## Short problem
Can you turn the data below into a JSON list of strings, one string per line, skipping blank lines and leaving out the pictures?
-- START --
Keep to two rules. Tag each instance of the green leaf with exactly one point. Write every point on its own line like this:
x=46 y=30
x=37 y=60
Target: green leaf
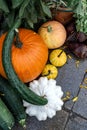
x=10 y=18
x=45 y=9
x=16 y=3
x=23 y=7
x=3 y=6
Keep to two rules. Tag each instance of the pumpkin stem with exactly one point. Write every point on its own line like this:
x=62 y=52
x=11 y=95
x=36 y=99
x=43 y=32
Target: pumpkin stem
x=49 y=71
x=18 y=42
x=60 y=53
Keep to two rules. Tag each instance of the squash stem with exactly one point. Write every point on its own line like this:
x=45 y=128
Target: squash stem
x=22 y=123
x=18 y=42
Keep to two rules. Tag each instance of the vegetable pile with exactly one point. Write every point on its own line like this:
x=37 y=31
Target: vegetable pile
x=31 y=45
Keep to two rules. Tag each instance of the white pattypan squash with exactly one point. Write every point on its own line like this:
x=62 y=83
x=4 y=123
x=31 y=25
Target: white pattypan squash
x=51 y=91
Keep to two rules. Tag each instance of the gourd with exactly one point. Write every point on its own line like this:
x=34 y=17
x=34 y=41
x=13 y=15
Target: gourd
x=13 y=101
x=53 y=33
x=13 y=78
x=49 y=89
x=58 y=57
x=29 y=54
x=50 y=71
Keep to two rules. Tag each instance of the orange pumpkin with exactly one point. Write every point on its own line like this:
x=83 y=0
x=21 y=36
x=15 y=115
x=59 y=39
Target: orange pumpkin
x=53 y=33
x=28 y=59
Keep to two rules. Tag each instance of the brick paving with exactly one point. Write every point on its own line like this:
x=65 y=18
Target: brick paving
x=74 y=114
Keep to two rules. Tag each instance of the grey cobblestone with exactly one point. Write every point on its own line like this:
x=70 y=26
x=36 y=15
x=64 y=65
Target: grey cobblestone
x=76 y=123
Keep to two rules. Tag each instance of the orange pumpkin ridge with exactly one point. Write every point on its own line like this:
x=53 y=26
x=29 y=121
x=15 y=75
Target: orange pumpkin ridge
x=29 y=60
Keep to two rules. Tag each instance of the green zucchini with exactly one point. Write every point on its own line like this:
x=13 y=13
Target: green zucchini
x=14 y=80
x=12 y=100
x=6 y=118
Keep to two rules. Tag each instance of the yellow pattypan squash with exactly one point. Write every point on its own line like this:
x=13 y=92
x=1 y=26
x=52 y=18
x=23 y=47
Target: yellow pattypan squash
x=50 y=71
x=58 y=57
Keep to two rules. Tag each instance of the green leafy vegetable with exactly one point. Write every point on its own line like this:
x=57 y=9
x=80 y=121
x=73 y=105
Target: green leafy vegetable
x=4 y=6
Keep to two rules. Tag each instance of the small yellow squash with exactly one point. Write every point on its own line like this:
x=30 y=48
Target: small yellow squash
x=50 y=71
x=58 y=57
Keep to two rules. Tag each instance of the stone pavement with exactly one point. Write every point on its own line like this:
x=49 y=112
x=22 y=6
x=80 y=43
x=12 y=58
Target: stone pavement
x=73 y=116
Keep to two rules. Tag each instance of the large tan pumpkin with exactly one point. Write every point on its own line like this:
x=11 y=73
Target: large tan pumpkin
-- END --
## Complete output
[
  "Keep to two rules. Tag each instance of the green leaf with exactly one point. Write every point on its own line like this:",
  "x=46 y=30",
  "x=37 y=60",
  "Target: green leaf",
  "x=10 y=18",
  "x=45 y=9",
  "x=16 y=3",
  "x=23 y=7",
  "x=3 y=6",
  "Keep to two rules. Tag each instance of the pumpkin stem with exactly one point. Write every point on its own line like this:",
  "x=62 y=52",
  "x=11 y=95",
  "x=36 y=99",
  "x=43 y=32",
  "Target: pumpkin stem",
  "x=49 y=71",
  "x=18 y=42",
  "x=60 y=53",
  "Keep to two rules. Tag each instance of the squash stem with exactly one point. Write every point on its own line like this:",
  "x=45 y=128",
  "Target: squash stem",
  "x=22 y=123",
  "x=18 y=42",
  "Keep to two rules. Tag each instance of the vegetable pile with exactly one point. Write every point on its own line like this:",
  "x=37 y=31",
  "Target: vegetable pile",
  "x=31 y=45",
  "Keep to two rules. Tag each instance of the white pattypan squash with exactly one point. Write every point on its own line like this:",
  "x=62 y=83",
  "x=4 y=123",
  "x=31 y=25",
  "Target: white pattypan squash",
  "x=51 y=91",
  "Keep to two rules. Tag each instance of the gourd with exactly one point. Write every point on its own line like this:",
  "x=34 y=17",
  "x=34 y=41",
  "x=13 y=15",
  "Target: gourd",
  "x=13 y=101",
  "x=53 y=33",
  "x=13 y=78",
  "x=49 y=89",
  "x=58 y=57",
  "x=29 y=54",
  "x=50 y=71",
  "Keep to two rules. Tag each instance of the orange pumpkin with exactly one point. Write every point on its own line like this:",
  "x=83 y=0",
  "x=21 y=36",
  "x=15 y=115",
  "x=59 y=39",
  "Target: orange pumpkin",
  "x=53 y=33",
  "x=28 y=59",
  "Keep to two rules. Tag each instance of the brick paving with exactly one point. Write every point on its own line like this:",
  "x=65 y=18",
  "Target: brick paving",
  "x=74 y=114",
  "Keep to two rules. Tag each instance of the grey cobblestone with exactly one point. Write every point on its own line like this:",
  "x=70 y=26",
  "x=36 y=15",
  "x=64 y=65",
  "Target: grey cobblestone",
  "x=76 y=123",
  "Keep to two rules. Tag each instance of the orange pumpkin ridge with exactly one point. Write every point on its own line like this:",
  "x=53 y=26",
  "x=29 y=121",
  "x=15 y=75",
  "Target: orange pumpkin ridge",
  "x=29 y=60",
  "Keep to two rules. Tag each instance of the green zucchini with exactly one point. Write every point on its own line like this:",
  "x=13 y=13",
  "Target: green zucchini",
  "x=14 y=80",
  "x=12 y=100",
  "x=6 y=118",
  "Keep to two rules. Tag each instance of the yellow pattypan squash with exactly one point. Write every point on its own line like this:",
  "x=13 y=92",
  "x=1 y=26",
  "x=52 y=18",
  "x=23 y=47",
  "Target: yellow pattypan squash",
  "x=50 y=71",
  "x=58 y=57",
  "Keep to two rules. Tag each instance of the green leafy vegetable with exactly one point. Write every point on its own line like this:",
  "x=57 y=9",
  "x=80 y=121",
  "x=73 y=105",
  "Target: green leafy vegetable",
  "x=4 y=6",
  "Keep to two rules. Tag each instance of the small yellow squash with exactly one point. Write every point on its own line like this:",
  "x=30 y=48",
  "Target: small yellow squash",
  "x=50 y=71",
  "x=58 y=57",
  "Keep to two rules. Tag each instance of the stone pavement with exactly one point. Write every point on its own line like this:",
  "x=49 y=112",
  "x=22 y=6",
  "x=80 y=43",
  "x=12 y=58",
  "Target: stone pavement",
  "x=73 y=116",
  "Keep to two rules. Tag each instance of the large tan pumpkin with exactly one point. Write every point on its own line like this:",
  "x=11 y=73",
  "Target: large tan pumpkin"
]